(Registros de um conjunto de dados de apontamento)

■ ■ ■ ■ ■

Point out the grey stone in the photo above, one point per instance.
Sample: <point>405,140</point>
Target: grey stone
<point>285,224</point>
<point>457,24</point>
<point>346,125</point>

■ ■ ■ ■ ■

- [OBJETIVO DO EXERCÍCIO] Por favor, extraia todas as linhas dos registros e reproduza-as sem nenhuma alteração.

- [RESPOSTA]
Point out the grey stone in the photo above, one point per instance.
Sample: <point>405,140</point>
Target: grey stone
<point>285,224</point>
<point>457,24</point>
<point>346,125</point>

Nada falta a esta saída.